# [Written request]
Rewrite the part of the items that opens with the line containing "Where can you find the windowsill?" and closes with the line containing "point(78, 146)". Replace each occurrence of "windowsill" with "window ledge" and leave everything else unchanged.
----- Working data -----
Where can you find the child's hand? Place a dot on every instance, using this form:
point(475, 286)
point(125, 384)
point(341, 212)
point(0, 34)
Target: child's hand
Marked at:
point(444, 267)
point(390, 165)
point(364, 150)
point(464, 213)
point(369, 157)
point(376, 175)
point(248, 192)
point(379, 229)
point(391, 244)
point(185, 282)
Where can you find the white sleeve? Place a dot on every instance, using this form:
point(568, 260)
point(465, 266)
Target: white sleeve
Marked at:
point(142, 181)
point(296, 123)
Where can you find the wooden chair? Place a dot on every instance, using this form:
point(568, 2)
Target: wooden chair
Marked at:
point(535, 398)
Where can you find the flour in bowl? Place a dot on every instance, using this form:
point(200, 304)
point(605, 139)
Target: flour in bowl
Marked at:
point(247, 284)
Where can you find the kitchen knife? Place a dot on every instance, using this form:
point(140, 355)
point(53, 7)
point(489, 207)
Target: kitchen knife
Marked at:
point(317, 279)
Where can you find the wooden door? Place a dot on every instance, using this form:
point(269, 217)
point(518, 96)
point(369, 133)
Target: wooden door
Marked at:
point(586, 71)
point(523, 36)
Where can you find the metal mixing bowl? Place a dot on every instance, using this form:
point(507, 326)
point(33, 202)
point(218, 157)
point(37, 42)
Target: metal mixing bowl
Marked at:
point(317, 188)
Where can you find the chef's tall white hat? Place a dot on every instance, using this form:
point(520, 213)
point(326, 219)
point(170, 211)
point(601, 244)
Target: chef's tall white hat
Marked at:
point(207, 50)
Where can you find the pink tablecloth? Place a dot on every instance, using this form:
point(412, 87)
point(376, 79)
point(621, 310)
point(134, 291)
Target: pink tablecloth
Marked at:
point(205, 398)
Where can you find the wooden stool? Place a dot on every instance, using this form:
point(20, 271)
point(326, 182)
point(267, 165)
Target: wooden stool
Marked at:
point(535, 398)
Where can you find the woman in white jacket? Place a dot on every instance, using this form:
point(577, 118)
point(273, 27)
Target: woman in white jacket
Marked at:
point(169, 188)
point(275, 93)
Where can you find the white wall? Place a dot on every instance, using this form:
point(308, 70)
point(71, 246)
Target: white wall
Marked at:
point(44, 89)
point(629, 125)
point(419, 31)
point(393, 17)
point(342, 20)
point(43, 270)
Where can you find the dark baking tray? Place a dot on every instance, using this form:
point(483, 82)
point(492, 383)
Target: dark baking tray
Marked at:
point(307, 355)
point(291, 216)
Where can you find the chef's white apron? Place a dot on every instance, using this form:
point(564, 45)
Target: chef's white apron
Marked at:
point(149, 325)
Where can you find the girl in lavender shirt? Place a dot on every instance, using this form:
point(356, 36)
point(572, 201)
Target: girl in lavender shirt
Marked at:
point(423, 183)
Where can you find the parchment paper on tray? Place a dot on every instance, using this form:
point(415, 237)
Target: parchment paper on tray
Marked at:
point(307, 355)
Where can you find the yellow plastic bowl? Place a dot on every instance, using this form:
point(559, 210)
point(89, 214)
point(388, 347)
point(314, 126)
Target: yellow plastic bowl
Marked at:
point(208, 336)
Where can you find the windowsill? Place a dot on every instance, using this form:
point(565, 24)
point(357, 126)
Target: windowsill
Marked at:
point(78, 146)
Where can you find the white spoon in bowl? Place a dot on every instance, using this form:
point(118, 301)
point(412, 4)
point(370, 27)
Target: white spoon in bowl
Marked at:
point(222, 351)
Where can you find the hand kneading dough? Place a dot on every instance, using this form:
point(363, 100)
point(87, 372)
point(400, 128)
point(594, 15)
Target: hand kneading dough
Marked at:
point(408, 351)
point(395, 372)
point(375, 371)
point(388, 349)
-----
# [Solved exercise]
Where can you find the window ledge? Place a dot on every instance, using this form:
point(565, 24)
point(357, 126)
Target: window ledge
Marked at:
point(78, 146)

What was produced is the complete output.